* Begin *

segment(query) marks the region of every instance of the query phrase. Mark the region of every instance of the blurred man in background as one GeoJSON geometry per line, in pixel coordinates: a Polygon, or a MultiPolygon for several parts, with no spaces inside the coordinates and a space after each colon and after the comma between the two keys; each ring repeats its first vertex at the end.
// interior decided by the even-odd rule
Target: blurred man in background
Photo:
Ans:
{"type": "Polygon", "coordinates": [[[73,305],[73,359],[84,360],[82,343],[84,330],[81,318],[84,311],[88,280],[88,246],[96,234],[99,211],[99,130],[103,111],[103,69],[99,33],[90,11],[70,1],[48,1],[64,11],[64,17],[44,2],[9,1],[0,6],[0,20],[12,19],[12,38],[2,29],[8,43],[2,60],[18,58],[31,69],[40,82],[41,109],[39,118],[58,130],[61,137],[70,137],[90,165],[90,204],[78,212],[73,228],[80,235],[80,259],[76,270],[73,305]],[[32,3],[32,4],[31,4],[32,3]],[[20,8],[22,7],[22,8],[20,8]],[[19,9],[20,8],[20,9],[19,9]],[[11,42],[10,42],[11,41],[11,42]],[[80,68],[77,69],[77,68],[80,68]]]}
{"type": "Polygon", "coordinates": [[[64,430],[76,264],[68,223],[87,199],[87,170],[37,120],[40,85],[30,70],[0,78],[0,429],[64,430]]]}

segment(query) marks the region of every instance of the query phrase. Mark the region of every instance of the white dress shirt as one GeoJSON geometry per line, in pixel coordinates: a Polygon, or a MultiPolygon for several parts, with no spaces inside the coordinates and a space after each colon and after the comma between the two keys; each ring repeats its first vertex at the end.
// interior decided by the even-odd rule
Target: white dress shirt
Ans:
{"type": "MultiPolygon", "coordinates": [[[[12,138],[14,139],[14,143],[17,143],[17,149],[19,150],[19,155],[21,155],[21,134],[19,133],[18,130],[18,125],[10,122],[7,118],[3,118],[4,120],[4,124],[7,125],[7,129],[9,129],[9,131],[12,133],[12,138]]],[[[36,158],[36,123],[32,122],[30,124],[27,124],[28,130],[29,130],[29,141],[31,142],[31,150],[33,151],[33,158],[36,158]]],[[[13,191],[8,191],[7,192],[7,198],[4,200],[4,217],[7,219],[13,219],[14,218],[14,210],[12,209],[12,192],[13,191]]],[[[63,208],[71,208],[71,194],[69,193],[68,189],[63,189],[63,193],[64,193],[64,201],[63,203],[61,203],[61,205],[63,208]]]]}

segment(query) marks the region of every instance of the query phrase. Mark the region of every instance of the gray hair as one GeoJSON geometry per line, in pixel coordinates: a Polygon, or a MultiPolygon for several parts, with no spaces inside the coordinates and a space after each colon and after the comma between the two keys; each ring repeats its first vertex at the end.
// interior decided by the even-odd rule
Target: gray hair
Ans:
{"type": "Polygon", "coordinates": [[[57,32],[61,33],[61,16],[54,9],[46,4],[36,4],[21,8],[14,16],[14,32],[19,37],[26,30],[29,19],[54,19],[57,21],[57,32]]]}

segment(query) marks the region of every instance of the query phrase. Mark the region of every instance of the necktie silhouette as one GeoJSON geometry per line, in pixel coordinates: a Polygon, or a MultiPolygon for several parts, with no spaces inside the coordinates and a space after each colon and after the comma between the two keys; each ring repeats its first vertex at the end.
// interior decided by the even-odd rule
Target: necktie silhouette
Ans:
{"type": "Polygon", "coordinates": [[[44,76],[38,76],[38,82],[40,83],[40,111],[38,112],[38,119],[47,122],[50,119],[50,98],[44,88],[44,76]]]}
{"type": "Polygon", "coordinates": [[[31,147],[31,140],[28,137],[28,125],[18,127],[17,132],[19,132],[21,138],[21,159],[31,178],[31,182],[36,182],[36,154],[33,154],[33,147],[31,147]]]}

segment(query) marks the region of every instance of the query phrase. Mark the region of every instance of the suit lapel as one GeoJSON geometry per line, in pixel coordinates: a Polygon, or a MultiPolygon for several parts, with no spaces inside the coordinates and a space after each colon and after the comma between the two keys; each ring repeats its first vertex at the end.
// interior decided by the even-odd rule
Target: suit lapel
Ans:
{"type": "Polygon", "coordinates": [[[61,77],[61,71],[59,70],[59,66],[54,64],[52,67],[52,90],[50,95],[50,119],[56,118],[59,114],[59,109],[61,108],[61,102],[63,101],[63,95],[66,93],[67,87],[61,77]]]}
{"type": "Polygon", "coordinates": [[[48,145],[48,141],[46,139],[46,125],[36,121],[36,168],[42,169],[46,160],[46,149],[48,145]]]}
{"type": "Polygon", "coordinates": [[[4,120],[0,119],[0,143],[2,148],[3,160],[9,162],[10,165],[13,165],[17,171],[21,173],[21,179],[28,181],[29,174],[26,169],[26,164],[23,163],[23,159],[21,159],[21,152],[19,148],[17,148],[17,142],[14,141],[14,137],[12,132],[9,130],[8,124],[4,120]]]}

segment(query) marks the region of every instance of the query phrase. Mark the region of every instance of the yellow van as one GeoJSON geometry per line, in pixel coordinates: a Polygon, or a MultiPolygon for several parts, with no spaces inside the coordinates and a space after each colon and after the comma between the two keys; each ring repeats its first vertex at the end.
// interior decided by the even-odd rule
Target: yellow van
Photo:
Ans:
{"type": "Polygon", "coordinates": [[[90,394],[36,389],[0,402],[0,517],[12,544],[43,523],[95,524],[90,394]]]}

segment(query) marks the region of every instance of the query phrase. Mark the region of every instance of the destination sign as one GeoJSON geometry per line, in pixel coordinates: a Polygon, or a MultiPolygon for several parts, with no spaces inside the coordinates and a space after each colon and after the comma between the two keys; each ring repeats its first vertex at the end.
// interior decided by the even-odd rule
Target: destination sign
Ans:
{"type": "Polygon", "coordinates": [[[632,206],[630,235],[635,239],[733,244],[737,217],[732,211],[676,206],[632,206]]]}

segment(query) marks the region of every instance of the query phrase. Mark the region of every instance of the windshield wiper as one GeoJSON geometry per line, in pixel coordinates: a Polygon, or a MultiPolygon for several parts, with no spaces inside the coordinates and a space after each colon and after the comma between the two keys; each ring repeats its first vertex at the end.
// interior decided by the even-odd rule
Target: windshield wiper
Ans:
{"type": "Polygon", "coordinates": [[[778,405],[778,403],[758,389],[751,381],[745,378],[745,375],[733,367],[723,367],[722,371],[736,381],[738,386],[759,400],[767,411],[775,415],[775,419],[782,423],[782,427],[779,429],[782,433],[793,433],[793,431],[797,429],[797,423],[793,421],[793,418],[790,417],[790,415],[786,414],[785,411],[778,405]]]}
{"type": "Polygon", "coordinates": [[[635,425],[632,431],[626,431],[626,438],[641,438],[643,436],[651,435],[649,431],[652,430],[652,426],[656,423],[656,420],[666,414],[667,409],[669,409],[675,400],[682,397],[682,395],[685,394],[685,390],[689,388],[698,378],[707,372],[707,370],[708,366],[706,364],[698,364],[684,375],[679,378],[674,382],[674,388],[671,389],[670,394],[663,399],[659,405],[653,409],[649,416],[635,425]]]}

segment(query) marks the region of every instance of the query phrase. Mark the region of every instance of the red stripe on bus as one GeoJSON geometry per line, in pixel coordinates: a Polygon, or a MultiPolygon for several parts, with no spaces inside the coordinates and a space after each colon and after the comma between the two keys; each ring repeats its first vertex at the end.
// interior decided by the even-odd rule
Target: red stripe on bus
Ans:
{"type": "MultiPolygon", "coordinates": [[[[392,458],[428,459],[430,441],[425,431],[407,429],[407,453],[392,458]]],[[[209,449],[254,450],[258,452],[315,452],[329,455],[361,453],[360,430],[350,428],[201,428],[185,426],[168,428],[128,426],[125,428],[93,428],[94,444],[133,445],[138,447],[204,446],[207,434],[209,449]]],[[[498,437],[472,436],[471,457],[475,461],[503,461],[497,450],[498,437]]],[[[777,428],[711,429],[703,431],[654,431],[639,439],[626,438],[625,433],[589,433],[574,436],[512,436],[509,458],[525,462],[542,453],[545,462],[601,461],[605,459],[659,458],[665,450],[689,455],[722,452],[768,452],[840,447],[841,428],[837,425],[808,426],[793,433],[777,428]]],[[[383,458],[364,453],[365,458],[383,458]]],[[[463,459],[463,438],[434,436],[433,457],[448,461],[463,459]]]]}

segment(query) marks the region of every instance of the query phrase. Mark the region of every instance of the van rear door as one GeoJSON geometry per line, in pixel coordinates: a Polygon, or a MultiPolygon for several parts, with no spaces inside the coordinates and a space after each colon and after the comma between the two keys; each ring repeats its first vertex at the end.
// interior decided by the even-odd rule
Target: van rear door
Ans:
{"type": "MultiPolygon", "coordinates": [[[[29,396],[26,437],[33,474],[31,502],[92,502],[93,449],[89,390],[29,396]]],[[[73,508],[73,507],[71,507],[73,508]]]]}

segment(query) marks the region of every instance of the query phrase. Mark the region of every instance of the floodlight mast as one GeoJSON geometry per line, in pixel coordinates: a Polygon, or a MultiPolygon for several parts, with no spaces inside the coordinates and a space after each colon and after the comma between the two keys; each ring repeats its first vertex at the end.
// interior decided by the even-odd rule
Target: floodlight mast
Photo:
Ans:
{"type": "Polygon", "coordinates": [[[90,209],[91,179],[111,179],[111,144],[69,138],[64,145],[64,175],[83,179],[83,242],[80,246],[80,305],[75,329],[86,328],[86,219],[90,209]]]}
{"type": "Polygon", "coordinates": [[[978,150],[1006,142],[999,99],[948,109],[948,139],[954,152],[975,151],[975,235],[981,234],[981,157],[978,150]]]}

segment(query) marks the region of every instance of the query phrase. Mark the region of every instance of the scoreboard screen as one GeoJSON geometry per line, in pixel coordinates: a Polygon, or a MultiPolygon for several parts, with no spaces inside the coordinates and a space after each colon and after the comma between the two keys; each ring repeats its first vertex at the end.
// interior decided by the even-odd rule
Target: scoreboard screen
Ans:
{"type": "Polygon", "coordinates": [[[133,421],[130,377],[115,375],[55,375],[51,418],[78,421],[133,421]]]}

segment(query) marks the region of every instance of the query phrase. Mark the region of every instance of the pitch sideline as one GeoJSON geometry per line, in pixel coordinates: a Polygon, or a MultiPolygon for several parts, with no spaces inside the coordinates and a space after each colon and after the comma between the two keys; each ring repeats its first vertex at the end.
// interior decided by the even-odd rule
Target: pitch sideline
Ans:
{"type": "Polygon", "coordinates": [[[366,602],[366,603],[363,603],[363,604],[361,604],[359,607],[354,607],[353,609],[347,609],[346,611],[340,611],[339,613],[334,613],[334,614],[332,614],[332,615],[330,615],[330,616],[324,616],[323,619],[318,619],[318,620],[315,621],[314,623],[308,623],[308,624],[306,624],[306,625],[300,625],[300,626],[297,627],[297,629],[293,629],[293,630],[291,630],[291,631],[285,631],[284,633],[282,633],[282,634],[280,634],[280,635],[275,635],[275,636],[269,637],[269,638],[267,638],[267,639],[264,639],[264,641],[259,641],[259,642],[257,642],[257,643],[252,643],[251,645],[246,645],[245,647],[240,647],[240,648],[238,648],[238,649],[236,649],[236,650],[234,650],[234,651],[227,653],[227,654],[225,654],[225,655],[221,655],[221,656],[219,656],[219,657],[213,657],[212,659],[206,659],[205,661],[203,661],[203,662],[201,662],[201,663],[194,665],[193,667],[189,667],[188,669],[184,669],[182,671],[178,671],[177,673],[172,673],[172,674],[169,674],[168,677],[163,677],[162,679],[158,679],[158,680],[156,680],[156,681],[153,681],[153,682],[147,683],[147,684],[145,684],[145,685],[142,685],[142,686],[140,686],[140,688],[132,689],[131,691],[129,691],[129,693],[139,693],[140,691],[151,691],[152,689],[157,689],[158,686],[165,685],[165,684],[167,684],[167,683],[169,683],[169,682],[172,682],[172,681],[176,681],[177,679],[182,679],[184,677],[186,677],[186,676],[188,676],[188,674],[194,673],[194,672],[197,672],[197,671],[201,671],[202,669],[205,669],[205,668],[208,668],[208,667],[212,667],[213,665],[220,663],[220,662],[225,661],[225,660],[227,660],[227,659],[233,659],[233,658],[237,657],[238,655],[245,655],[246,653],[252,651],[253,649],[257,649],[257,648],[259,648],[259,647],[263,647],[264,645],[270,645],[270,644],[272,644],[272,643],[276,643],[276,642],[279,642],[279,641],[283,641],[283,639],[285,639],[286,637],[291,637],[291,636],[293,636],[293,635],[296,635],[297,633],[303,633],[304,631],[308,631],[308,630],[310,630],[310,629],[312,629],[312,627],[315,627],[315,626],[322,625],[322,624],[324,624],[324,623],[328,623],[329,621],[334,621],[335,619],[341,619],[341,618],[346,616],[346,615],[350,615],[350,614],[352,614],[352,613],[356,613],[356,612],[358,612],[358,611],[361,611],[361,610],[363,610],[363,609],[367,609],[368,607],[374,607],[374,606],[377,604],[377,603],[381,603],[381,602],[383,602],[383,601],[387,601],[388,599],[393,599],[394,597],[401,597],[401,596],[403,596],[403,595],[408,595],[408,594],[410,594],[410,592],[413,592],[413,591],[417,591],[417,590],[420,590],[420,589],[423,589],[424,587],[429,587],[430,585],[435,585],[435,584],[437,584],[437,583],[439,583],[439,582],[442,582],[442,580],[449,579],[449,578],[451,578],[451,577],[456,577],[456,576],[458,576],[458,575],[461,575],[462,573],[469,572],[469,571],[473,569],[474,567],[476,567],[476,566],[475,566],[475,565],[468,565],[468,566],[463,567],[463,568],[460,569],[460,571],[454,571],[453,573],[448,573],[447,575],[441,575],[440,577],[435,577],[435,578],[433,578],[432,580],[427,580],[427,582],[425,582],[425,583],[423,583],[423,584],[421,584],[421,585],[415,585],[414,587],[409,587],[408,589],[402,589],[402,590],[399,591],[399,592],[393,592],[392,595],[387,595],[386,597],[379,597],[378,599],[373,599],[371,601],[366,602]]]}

* End *

▶ [GIVEN TASK]
Reproduce the lines character for character, beginning with the first line and ending with the line that contains "Target: blurred man in background", both included.

▶ [COMPLETE ANSWER]
segment(query) marks the region of every instance of the query phrase. Mark the region of every instance of the blurred man in background as one GeoJSON geometry per line, in pixel coordinates: a Polygon, or a MultiPolygon for several parts, with no spaces inside the coordinates and a space after each colon and after the comma between the two keys; each ring repeats its first vertex at the end.
// interior decided by the even-odd rule
Target: blurred man in background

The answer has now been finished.